→ Work required:
Write each entry down again precisely, skipping nothing.
Data Block Start
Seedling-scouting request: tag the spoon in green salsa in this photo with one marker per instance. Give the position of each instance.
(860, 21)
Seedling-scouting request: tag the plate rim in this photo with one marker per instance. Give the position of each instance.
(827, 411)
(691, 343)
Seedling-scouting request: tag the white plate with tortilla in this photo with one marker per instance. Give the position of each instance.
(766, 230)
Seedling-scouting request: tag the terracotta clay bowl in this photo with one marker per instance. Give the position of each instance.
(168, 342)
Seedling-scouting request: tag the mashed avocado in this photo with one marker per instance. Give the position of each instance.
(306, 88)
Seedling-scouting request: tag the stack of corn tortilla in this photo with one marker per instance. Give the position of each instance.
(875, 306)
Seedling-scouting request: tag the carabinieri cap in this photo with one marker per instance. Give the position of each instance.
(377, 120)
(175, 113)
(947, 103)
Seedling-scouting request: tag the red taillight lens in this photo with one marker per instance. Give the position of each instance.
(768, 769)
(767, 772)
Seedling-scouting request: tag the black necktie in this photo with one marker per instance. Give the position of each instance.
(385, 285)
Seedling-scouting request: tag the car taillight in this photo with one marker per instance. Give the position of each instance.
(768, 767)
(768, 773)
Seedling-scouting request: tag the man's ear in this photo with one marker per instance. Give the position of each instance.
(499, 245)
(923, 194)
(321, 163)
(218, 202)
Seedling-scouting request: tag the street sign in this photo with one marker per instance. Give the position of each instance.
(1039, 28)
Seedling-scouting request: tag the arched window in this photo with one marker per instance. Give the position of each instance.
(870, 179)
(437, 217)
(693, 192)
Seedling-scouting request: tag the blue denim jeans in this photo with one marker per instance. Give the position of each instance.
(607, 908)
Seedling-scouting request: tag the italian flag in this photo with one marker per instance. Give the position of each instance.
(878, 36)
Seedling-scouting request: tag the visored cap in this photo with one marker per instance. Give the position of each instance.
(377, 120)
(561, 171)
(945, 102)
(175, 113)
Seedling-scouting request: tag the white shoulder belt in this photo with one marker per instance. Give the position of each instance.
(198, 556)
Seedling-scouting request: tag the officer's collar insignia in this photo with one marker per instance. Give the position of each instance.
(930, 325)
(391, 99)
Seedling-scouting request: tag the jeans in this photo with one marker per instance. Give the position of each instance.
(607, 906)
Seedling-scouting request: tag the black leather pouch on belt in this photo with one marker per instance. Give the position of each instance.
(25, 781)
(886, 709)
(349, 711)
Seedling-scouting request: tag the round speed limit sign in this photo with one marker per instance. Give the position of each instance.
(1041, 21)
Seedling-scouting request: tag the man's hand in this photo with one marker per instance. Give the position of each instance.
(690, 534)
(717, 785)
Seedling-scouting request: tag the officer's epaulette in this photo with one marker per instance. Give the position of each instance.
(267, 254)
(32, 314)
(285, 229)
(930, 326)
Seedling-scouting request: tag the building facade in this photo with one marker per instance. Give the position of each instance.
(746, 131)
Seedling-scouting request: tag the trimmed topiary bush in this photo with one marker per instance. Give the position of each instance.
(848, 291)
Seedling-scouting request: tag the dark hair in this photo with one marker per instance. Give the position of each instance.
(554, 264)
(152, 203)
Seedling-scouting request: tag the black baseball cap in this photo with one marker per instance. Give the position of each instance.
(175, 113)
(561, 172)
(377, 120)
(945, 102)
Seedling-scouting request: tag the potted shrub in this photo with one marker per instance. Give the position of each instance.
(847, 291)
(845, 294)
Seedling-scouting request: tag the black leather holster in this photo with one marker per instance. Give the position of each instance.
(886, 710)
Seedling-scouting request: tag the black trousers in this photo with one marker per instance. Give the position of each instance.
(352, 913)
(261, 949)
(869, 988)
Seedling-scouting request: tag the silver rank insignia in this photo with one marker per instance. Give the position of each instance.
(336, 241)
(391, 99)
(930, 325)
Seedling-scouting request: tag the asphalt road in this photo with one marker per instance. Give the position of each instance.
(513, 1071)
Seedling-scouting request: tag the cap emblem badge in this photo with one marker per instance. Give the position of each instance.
Data Block End
→ Solved exercise:
Seedling-scouting request: tag the spoon in green salsa in this photo with one marker per instance. Give the position of each instance.
(860, 21)
Seedling-scouting request: tag the plate rim in this photo with one marker per instance. Give the position of each instance.
(827, 411)
(691, 343)
Seedling-scouting request: tag the white plate with tortilla in this photo with one marker per instance. Give the position of each instance.
(766, 230)
Seedling-scouting request: tag the terracotta clay bowl in this photo with one marker per instance. Give the position of each instance.
(168, 342)
Seedling-scouting request: tag the mashed avocado in this photo with one marker per instance. Give the position of each instance.
(306, 88)
Seedling-scouting request: tag the stack of corn tortilla in this photo with one marker per instance. Give the position of each instance.
(875, 306)
Seedling-scouting request: tag the carabinieri cap in this photo with one marker per instance. Give the position of each instance.
(377, 120)
(175, 113)
(947, 103)
Seedling-scouting request: tag the red taillight lens in this photo with one marker per instance. Give the position of each instance.
(768, 769)
(767, 772)
Seedling-scouting request: tag the black necktie in this photo with one marker per instance. Give the position of each instance.
(385, 285)
Seedling-scouting request: tag the car taillight in this photo with one marker per instance. Give the position of each instance.
(768, 767)
(768, 773)
Seedling-scouting request: tag the man's ear in this photo with one marker per instance. Give the position of each instance.
(499, 245)
(923, 194)
(321, 163)
(218, 202)
Seedling-scouting request: tag the street sign in this photo with one marker per instance. Give the position of each instance.
(1039, 28)
Seedling-scouting request: tag the arched window in this photo with one marker per instance. Give the position of each instance.
(870, 179)
(437, 217)
(693, 192)
Seedling-scouting request: tag the blue denim jeans in this photo with one marker per instance. Give the position of each instance.
(607, 908)
Seedling-scouting request: tag the italian flag in this photo with one marker per instance. Give the position of each instance.
(878, 36)
Seedling-scouting request: tag the visored cap in this photo with one marker per instance. Give the position of each instance.
(377, 120)
(561, 171)
(945, 102)
(175, 113)
Seedling-scouting request: tag the white shoulder belt in this photo with one marker per instance. Give the position of each instance.
(198, 556)
Seedling-scouting request: tag the officer's collar insignia in this photo with one marker per instance. Give the position of each instance.
(930, 325)
(391, 99)
Seedling-scouting request: tag the jeans in this photo with one marker per instance. Give the position of each instance.
(607, 906)
Seedling-scouting request: tag the black leather pouch on belt in this photo with one marker per instance. Give the position of each instance.
(25, 781)
(886, 709)
(349, 711)
Seedling-scouting request: tag the round speed limit sign in this photo with one marker per instance. Give the position of each instance.
(1041, 21)
Seedling-scouting request: tag the man's hand in this photo with one marker per instance. Give the position of each instance.
(690, 534)
(717, 785)
Seedling-scouting request: tag the officer's epaulette in this photo with one marker per instance. Give the position of each instance.
(267, 254)
(32, 314)
(285, 229)
(930, 326)
Seedling-scouting request: tag the building facade in this photo with one marker per instance. Give the position of each instance.
(746, 131)
Seedling-scouting request: tag the trimmed topiary bush in this photo with one marker per instance. Give the position of each instance.
(848, 291)
Seedling-scouting request: tag the dark hair in this photo with one marker per instance. Give the position of each instance.
(554, 264)
(152, 203)
Seedling-scouting request: tag the black baseball cap in this photo with one marker per instance. Give the position of each instance.
(175, 113)
(561, 172)
(377, 120)
(945, 102)
Seedling-scouting request: tag the potted shrub in this photo with one marker per instance. Give the position of each instance.
(847, 291)
(845, 294)
Seedling-scouting request: tag the black leather holster in this photo with one marker per instance. Give the position of each instance.
(886, 710)
Seedling-scouting request: tag the black trousers in this photo with one marker per instance. Give the position of each instance.
(352, 913)
(261, 949)
(869, 988)
Seedling-scouting request: tag the silver rank insignia in this photo with one marker per instance. Give the position of each instance.
(336, 241)
(391, 99)
(930, 325)
Seedling-scouting request: tag the asphalt road in this photo with one marker per instance. Give the position of each instance.
(513, 1071)
Seedling-scouting request: tag the cap emblem badge in this photo with one marker per instance. Give the position of each instance.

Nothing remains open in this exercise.